Look for "FIND: dirt trail" in the listing below, then copy exactly the line it appears in and all lines after it to the end, and nothing more.
──────── Stored rows ────────
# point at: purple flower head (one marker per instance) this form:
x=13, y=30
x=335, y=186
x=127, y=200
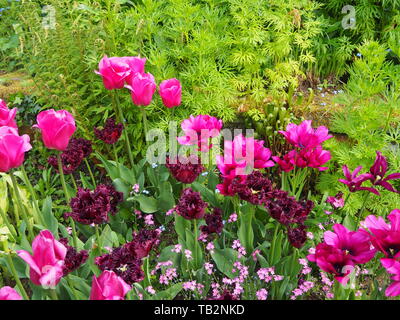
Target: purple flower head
x=90, y=207
x=378, y=172
x=73, y=259
x=185, y=171
x=214, y=222
x=190, y=205
x=123, y=263
x=143, y=242
x=354, y=181
x=110, y=133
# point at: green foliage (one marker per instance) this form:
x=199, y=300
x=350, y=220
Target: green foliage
x=368, y=123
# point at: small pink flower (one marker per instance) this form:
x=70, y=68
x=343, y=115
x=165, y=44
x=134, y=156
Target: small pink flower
x=8, y=293
x=148, y=219
x=142, y=88
x=57, y=128
x=171, y=92
x=108, y=286
x=177, y=248
x=47, y=261
x=188, y=254
x=262, y=294
x=7, y=116
x=232, y=218
x=12, y=148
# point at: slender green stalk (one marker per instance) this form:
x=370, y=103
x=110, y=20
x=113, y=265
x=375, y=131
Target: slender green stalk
x=32, y=191
x=71, y=221
x=14, y=271
x=125, y=131
x=144, y=118
x=90, y=173
x=363, y=207
x=53, y=294
x=8, y=224
x=74, y=182
x=21, y=206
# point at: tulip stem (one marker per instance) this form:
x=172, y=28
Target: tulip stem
x=90, y=173
x=21, y=206
x=71, y=221
x=363, y=207
x=121, y=118
x=14, y=272
x=144, y=118
x=53, y=294
x=33, y=195
x=8, y=224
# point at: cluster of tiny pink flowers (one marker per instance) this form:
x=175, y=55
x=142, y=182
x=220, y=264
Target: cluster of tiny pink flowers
x=268, y=275
x=210, y=247
x=236, y=282
x=240, y=249
x=262, y=294
x=327, y=286
x=303, y=288
x=254, y=254
x=232, y=218
x=177, y=248
x=150, y=290
x=306, y=269
x=168, y=276
x=159, y=265
x=138, y=214
x=136, y=188
x=188, y=254
x=209, y=267
x=243, y=271
x=148, y=219
x=193, y=286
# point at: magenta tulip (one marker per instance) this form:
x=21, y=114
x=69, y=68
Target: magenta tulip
x=171, y=92
x=8, y=293
x=114, y=72
x=392, y=266
x=57, y=127
x=199, y=129
x=7, y=116
x=304, y=136
x=142, y=88
x=108, y=286
x=12, y=148
x=47, y=262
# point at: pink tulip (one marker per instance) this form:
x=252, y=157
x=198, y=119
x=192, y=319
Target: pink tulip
x=355, y=243
x=304, y=136
x=393, y=267
x=57, y=127
x=142, y=88
x=47, y=262
x=114, y=71
x=12, y=148
x=242, y=155
x=198, y=131
x=385, y=237
x=8, y=293
x=136, y=65
x=7, y=116
x=108, y=286
x=171, y=92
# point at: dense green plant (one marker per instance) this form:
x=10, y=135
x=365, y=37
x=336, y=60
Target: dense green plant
x=368, y=122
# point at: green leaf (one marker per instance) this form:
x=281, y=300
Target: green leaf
x=168, y=294
x=147, y=204
x=224, y=259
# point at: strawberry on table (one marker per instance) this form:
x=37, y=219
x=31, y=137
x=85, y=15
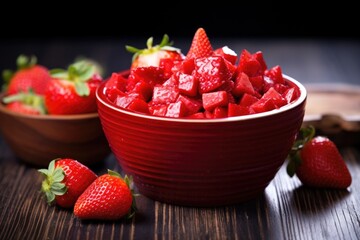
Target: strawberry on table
x=29, y=75
x=152, y=55
x=72, y=91
x=317, y=162
x=109, y=197
x=25, y=102
x=65, y=180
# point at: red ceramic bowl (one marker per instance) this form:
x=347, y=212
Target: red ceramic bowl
x=202, y=162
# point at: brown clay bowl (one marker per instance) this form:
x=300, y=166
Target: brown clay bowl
x=37, y=140
x=202, y=162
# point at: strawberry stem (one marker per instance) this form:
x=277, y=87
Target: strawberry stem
x=304, y=136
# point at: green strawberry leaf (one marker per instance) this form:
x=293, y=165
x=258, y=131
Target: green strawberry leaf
x=24, y=61
x=81, y=88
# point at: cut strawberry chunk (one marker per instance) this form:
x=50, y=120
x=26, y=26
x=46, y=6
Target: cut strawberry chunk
x=275, y=74
x=220, y=112
x=192, y=105
x=188, y=85
x=249, y=64
x=139, y=105
x=176, y=109
x=165, y=94
x=291, y=94
x=247, y=100
x=212, y=72
x=242, y=85
x=214, y=99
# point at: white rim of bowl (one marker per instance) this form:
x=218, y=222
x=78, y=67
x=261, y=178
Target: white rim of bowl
x=302, y=97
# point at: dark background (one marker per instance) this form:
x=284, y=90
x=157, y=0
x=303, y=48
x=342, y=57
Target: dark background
x=58, y=33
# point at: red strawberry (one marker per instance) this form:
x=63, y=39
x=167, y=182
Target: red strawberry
x=109, y=197
x=72, y=91
x=152, y=55
x=200, y=45
x=65, y=180
x=29, y=75
x=25, y=102
x=317, y=162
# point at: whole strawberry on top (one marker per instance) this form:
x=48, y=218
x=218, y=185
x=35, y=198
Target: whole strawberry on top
x=65, y=180
x=72, y=91
x=29, y=75
x=152, y=55
x=317, y=162
x=109, y=197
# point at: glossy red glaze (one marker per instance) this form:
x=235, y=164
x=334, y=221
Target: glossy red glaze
x=198, y=162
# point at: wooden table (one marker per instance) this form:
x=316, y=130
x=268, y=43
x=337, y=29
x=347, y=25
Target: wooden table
x=285, y=210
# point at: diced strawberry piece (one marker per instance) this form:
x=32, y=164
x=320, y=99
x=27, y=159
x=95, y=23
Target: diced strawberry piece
x=237, y=110
x=113, y=93
x=291, y=94
x=275, y=97
x=257, y=82
x=151, y=75
x=173, y=80
x=212, y=72
x=165, y=94
x=125, y=100
x=220, y=112
x=247, y=100
x=187, y=66
x=139, y=105
x=200, y=45
x=249, y=64
x=260, y=58
x=167, y=64
x=176, y=109
x=275, y=74
x=242, y=85
x=188, y=85
x=214, y=99
x=143, y=89
x=192, y=105
x=208, y=114
x=198, y=115
x=157, y=109
x=226, y=53
x=115, y=85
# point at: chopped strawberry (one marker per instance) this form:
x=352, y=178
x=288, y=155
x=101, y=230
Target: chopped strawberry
x=215, y=99
x=212, y=72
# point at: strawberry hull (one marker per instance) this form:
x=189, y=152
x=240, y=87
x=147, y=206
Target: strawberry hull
x=202, y=162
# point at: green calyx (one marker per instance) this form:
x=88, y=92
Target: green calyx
x=305, y=135
x=129, y=182
x=79, y=73
x=165, y=44
x=52, y=184
x=28, y=98
x=22, y=62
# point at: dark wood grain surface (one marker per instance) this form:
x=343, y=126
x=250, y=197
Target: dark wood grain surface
x=285, y=210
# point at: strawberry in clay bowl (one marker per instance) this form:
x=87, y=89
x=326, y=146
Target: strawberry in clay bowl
x=46, y=113
x=208, y=128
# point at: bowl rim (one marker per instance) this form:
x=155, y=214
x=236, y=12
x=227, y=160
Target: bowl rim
x=294, y=104
x=50, y=117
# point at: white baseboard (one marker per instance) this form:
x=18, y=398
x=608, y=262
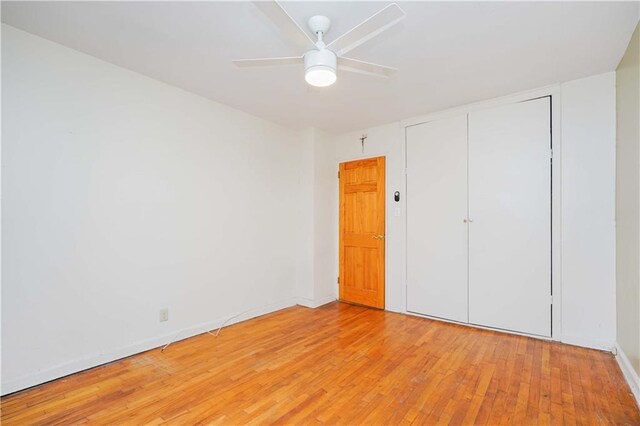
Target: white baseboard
x=96, y=359
x=629, y=373
x=588, y=343
x=315, y=303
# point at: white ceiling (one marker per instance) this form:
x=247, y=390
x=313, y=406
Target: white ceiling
x=447, y=53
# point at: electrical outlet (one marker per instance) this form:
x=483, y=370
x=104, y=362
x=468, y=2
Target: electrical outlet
x=164, y=314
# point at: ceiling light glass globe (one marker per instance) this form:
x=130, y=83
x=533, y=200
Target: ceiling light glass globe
x=320, y=76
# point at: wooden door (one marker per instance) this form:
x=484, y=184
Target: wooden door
x=362, y=232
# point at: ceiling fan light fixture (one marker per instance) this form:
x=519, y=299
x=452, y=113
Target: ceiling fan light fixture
x=320, y=76
x=320, y=67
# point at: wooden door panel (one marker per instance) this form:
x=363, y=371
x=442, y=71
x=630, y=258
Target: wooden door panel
x=362, y=231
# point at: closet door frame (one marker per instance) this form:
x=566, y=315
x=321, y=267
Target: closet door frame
x=556, y=193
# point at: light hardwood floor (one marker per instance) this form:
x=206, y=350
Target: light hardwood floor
x=340, y=364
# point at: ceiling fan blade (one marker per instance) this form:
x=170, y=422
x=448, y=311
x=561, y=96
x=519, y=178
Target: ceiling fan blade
x=361, y=67
x=268, y=62
x=274, y=11
x=368, y=29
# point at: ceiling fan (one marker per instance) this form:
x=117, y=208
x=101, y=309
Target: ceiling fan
x=321, y=60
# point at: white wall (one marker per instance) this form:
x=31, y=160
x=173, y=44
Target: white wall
x=588, y=209
x=123, y=195
x=628, y=209
x=587, y=301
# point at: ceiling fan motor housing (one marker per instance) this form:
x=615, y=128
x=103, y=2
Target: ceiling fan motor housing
x=323, y=58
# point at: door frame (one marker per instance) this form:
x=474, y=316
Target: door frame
x=554, y=92
x=341, y=160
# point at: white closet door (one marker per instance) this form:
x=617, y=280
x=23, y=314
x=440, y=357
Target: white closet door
x=510, y=206
x=436, y=210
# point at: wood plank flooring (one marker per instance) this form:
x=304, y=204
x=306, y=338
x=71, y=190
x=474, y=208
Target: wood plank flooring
x=340, y=364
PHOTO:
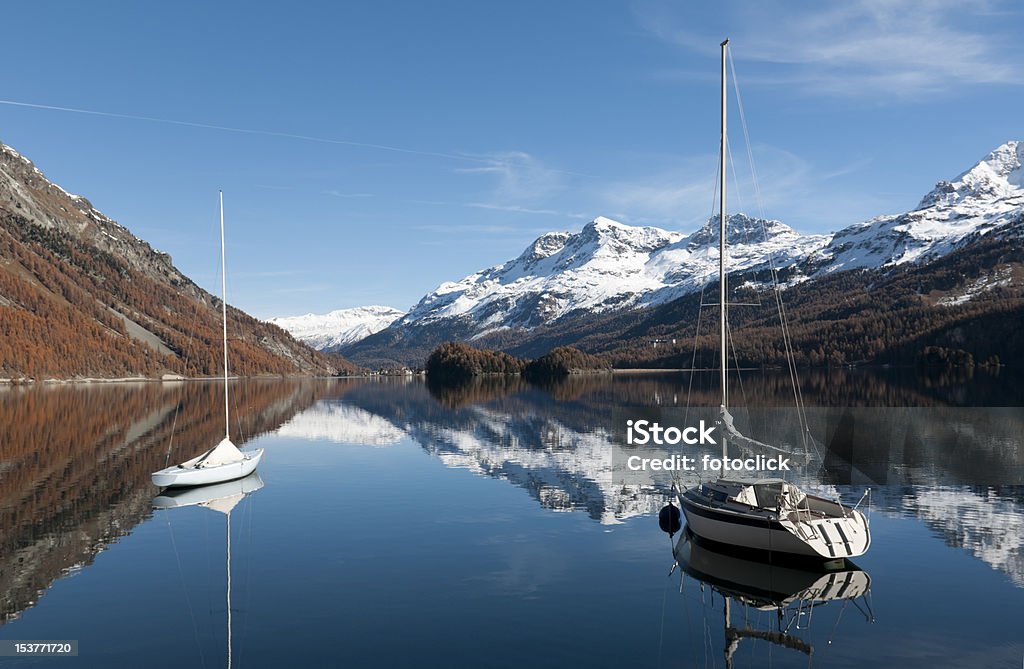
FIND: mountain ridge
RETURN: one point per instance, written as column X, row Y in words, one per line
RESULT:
column 609, row 267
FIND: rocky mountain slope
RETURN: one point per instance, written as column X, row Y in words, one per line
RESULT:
column 565, row 287
column 81, row 296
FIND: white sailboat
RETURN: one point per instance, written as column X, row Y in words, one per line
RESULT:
column 224, row 461
column 767, row 514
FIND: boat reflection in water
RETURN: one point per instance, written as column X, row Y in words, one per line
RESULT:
column 765, row 582
column 219, row 497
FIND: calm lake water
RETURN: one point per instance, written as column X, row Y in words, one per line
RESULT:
column 492, row 526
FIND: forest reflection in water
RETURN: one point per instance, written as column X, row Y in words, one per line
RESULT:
column 75, row 463
column 75, row 460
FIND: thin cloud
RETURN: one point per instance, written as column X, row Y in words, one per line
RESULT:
column 879, row 49
column 518, row 177
column 338, row 194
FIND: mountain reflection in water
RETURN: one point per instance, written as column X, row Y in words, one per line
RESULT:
column 75, row 460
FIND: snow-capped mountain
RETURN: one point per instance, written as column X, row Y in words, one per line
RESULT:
column 611, row 266
column 338, row 328
column 984, row 198
column 606, row 266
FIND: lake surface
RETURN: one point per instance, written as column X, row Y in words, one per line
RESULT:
column 394, row 525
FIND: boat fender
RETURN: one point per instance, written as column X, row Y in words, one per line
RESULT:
column 669, row 519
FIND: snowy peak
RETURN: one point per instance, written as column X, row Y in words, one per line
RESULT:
column 997, row 175
column 340, row 327
column 740, row 230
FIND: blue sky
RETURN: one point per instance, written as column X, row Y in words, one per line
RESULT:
column 370, row 151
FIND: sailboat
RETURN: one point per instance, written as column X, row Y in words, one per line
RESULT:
column 224, row 461
column 767, row 514
column 222, row 498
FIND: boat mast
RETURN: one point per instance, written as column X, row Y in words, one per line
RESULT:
column 223, row 314
column 721, row 246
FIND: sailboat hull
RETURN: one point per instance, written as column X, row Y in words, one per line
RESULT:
column 181, row 476
column 748, row 531
column 726, row 521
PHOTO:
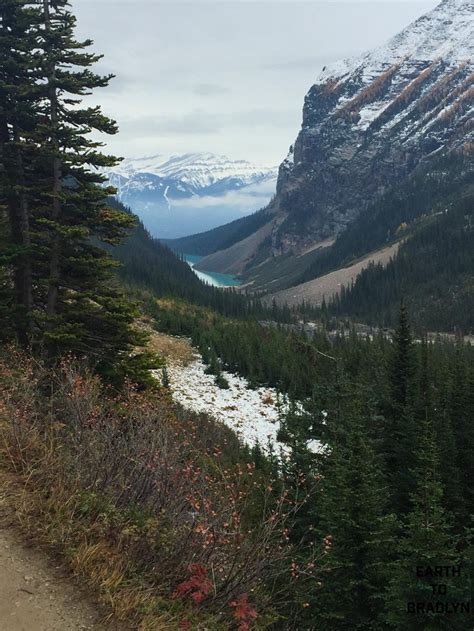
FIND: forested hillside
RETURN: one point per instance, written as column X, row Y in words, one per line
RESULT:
column 433, row 271
column 392, row 217
column 219, row 238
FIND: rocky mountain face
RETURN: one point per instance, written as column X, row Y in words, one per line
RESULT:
column 369, row 123
column 181, row 194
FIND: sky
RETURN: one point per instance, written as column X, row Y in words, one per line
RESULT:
column 227, row 77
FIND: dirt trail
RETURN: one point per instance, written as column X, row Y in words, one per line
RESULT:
column 36, row 594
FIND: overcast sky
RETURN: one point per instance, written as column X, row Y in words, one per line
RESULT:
column 224, row 76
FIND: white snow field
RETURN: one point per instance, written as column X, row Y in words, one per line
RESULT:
column 252, row 414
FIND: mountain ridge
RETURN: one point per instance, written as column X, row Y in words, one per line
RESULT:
column 176, row 194
column 368, row 125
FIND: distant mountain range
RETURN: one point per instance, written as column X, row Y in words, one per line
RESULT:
column 371, row 126
column 180, row 194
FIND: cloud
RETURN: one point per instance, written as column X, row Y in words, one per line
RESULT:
column 246, row 200
column 199, row 122
column 210, row 89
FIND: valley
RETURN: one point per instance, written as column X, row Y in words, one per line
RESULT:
column 236, row 397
────────
## Solution
FIND: dirt trail
RETURN: one point per instance, written as column X, row Y in words, one per line
RESULT:
column 36, row 594
FIND: overcast sky
RETURN: one point per instance, written as column X, row Y in words, one per line
RESULT:
column 224, row 76
FIND: white snow field
RETURN: one point per instance, written as column X, row Y in words, one per line
RESULT:
column 252, row 414
FIND: mountain ridge
RETURN: one point per instance, written as column X, row Y in words, one per line
RESULT:
column 176, row 194
column 368, row 125
FIND: distant mountain range
RETURN: one point per instance, written as column X, row Y in words, one per line
RESULT:
column 371, row 126
column 180, row 194
FIND: cloud
RETURN: one point per instance, written as column X, row Y in words, one per line
RESULT:
column 246, row 200
column 199, row 122
column 210, row 89
FIND: valley
RETURN: one point per instance, written as column X, row Y in words, one per line
RESULT:
column 236, row 397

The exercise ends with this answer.